== GIVEN EXERCISE A ==
Answer these questions from the text about the opera singer Meyrianne Héglon, one answer per line:
(i) In what role and opera did she make her debut at the Paris Opera?
(ii) Who conducted the world premiere of Verdi's Tre pezzi sacri in which she sang?
(iii) Who does the text name as her most notable student?
== GIVEN EXERCISE B ==
Continue the biography of the opera singer Meyrianne Héglon from its final sentence.

== TEXT EXCERPT ==
Marie-Antoinette Willemsen called Meyrianne Héglon (21 June 1867 – 11 January 1942) was a Belgian opera singer. After her marriage to the composer Xavier Leroux, she was known as Madame Héglon-Leroux.

Life 
Born in Brussels, Héglon studied with Marie Sax and Barthot, Tequi and Louis-Henri Obin and continued her studies with Rosine Laborde. She made her debut at the Paris Opera in November 1890, as Maddalena in Rigoletto.

She sang at La Monnaie in 1894-1895 and later in 1901-1902. She performed as a guest artist in Ghent in 1898-1899.

Héglon frequently appeared at the Paris Opera from 1897 to 1907. On 7 April 1898, at the Paris Opera, she sang at the world premiere of Tre pezzi sacri by Verdi, with her and Marie Delna as mezzo-sopranos and Aino Ackté and Louise Grandjean as sopranos, as part of the concerts of the Orchestre de la Société des concerts du Conservatoire, conducted by Paul Taffanel. She sang the role of Omphale in the première of Leroux's Astarté in 1901 with Louise Grandjean, Albert Alvarez and Francisque Delmas.

Héglon spent a large part of her career at the Opéra de Monte-Carlo. On 4 October 1898 she signed a contract for three performances of Amneris in Aida, in Italian and four for the premiere of the title role of Isidore de Lara's Messaline. Héglon received considerable support from Camille Saint-Saëns and sang in his Samson and Delilah in 1904.

She appeared in 1898 in the role of Anne Boleyn in Henry VIII at Covent Garden where she also performed on 13 July 1899 in the title role of Messaline with Albert Alvarez in the role of Helion and Maurice Renaud in that of Harès. She also sang in the main opera houses of Belgium.. At the Opéra-Comique, she created the role of La Vougne in Alexandre Georges' Miarka, on 7 November 1905 and also sang in this opera's premiere in London.

After her retirement from the stage, she taught singing. Among her most notable students was the French soprano Ninon Vallin.

== DATA ==
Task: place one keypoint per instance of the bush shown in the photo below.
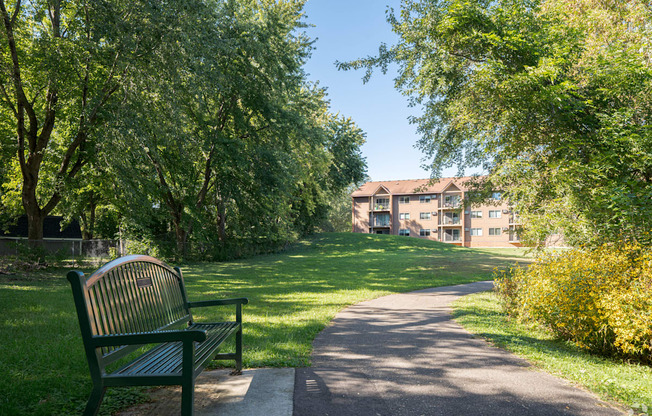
(598, 298)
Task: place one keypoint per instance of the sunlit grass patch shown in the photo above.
(293, 295)
(629, 384)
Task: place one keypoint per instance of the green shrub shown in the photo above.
(597, 298)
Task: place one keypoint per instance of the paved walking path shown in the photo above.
(404, 355)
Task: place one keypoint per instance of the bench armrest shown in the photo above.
(152, 337)
(218, 302)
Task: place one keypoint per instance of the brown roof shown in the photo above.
(410, 186)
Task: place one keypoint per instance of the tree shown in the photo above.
(62, 64)
(551, 97)
(232, 143)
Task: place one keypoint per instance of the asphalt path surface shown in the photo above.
(404, 355)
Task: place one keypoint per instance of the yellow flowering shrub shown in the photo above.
(598, 298)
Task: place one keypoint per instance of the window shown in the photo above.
(451, 218)
(495, 213)
(451, 201)
(381, 204)
(381, 220)
(451, 235)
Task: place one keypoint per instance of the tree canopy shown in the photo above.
(553, 98)
(192, 121)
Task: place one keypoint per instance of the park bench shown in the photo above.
(138, 301)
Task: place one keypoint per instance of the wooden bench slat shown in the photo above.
(166, 359)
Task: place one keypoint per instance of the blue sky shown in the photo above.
(346, 30)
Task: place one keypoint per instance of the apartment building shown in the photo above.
(417, 208)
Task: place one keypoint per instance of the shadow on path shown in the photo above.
(404, 355)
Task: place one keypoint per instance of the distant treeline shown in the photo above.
(188, 124)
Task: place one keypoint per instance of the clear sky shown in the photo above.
(350, 29)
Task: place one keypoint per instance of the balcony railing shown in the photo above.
(514, 238)
(452, 238)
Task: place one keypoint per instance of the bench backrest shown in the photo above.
(129, 295)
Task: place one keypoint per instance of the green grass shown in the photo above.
(628, 384)
(293, 295)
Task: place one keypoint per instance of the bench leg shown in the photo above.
(238, 352)
(187, 397)
(93, 405)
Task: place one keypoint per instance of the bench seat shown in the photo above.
(167, 359)
(138, 301)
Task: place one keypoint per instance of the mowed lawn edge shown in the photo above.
(293, 295)
(612, 380)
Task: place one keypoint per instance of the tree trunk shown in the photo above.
(35, 216)
(180, 232)
(87, 223)
(221, 221)
(35, 220)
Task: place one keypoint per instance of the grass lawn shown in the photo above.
(629, 384)
(293, 295)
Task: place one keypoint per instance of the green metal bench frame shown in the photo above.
(139, 300)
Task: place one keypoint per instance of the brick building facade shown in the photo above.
(416, 208)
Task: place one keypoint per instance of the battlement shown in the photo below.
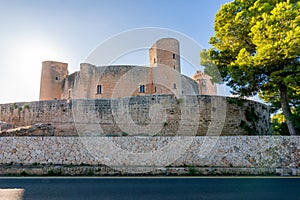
(187, 115)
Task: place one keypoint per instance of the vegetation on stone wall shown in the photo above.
(256, 51)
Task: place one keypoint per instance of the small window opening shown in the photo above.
(99, 89)
(142, 88)
(69, 94)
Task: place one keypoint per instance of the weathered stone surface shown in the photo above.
(32, 130)
(162, 115)
(253, 154)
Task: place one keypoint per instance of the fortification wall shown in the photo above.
(125, 81)
(232, 154)
(144, 115)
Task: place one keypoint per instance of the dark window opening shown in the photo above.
(142, 88)
(99, 89)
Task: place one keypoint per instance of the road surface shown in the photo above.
(45, 188)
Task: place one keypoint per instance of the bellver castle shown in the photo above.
(156, 100)
(115, 120)
(91, 82)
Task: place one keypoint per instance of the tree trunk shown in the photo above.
(284, 100)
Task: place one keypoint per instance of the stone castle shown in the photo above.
(162, 77)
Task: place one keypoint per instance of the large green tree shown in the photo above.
(256, 49)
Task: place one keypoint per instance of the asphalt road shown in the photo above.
(155, 188)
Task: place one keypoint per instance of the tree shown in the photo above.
(256, 50)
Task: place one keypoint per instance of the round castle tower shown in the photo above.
(53, 74)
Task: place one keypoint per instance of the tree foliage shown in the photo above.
(256, 49)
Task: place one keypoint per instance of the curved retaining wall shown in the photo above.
(249, 154)
(159, 115)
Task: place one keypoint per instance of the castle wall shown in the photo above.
(206, 86)
(150, 114)
(165, 52)
(53, 74)
(245, 155)
(125, 81)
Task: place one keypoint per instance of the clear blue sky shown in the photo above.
(68, 30)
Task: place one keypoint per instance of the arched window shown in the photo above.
(142, 88)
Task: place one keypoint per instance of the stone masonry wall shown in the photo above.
(235, 152)
(152, 115)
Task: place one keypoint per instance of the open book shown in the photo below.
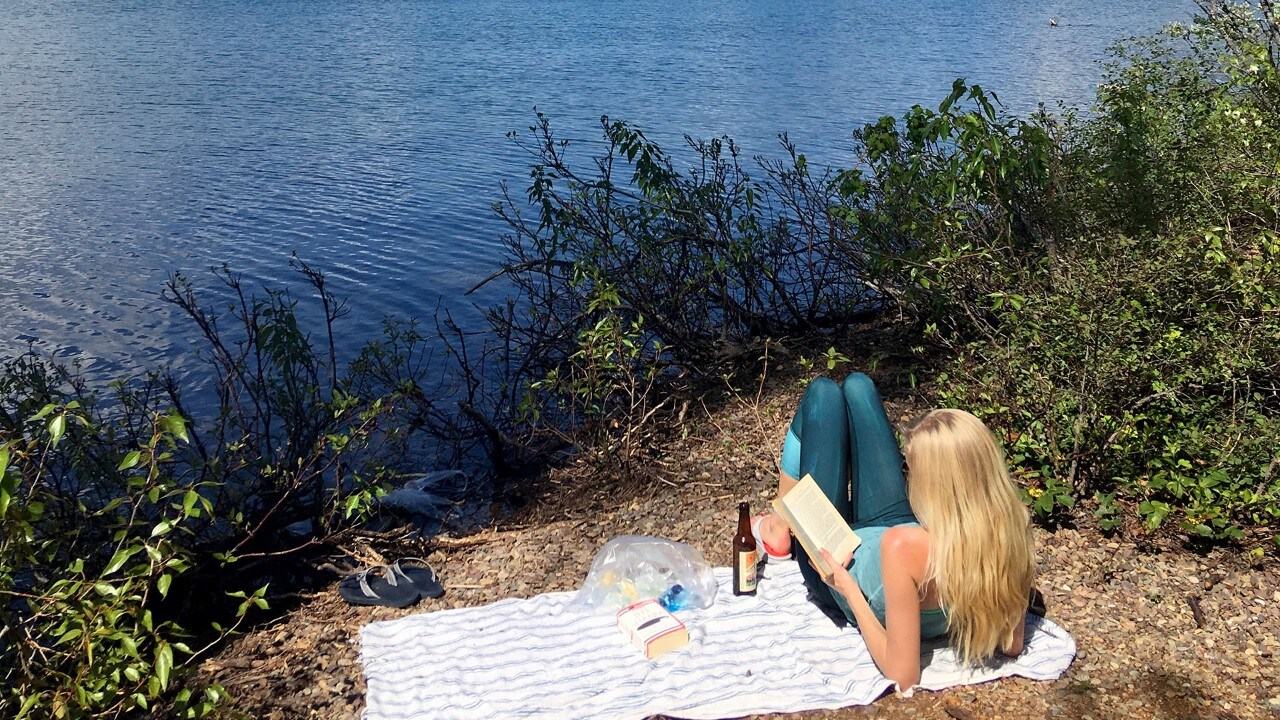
(816, 523)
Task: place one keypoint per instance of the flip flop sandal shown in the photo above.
(420, 575)
(387, 591)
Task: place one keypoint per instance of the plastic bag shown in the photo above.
(634, 568)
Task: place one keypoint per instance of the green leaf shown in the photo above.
(119, 559)
(164, 664)
(188, 501)
(129, 460)
(176, 425)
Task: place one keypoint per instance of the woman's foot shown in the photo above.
(772, 536)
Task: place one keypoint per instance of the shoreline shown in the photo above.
(1130, 604)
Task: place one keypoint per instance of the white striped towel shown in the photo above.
(536, 659)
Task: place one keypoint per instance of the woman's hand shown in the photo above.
(839, 578)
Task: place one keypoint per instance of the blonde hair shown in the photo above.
(981, 550)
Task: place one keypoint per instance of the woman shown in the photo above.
(946, 542)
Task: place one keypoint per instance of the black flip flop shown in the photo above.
(388, 591)
(420, 575)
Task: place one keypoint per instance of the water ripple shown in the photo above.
(140, 139)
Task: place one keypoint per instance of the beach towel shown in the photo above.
(536, 659)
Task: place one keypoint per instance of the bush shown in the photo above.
(106, 510)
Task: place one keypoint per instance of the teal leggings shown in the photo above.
(841, 436)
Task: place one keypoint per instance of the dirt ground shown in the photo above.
(1161, 632)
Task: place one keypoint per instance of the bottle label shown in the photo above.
(746, 570)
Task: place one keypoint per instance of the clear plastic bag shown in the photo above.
(634, 568)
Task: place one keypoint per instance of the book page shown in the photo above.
(816, 522)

== EXERCISE RESPONSE A ==
(i) Maddalena in Rigoletto
(ii) Paul Taffanel
(iii) Ninon Vallin

== EXERCISE RESPONSE B ==
On 8 April 1917 her husband, Xavier Leroux, conducted his work Les cadeaux de Noël. The participating artists were all students of Héglon. On 6 April 1918 another work by her husband was performed, 1814. For this performance, she came out of retirement to sing the role of The Mother.

She made four recordings for the Gramophone Company in 1904. Her voice can be heard on the anthology album 
The Record of Singing Volume I (1899-1919).

Repertoire 
Cassandre Les Troyens
Uta Sigurd
Edwige William Tell
Amneris Aida
Dalila Samson and Delilah	
Fricka Die Walküre
Yamina La Montagne Noire by Augusta Holmès
La Reine Hamlet
Anne Henri VIII
Fides Le Prophète

Premieres 
 At the Opéra de Paris 
 1893: Schwertleite in Die Walküre, 12 May
 1894: Myrtale in Thais, 16 March
 1894: Ourvaci in Djelma, 25 May
 1894: Emilia in Otello, 10 October
 1895: Dara in La Montagne noire, 8 February.
 1898: Pyrrha in La Burgonde, 23 December
 1901: Omphale in Leroux's Astarté, February
 1901: Title role of Frédégonde
 1901: Livie in Les barbares, 23 October
 1902: Erda in Siegfried, 3 January.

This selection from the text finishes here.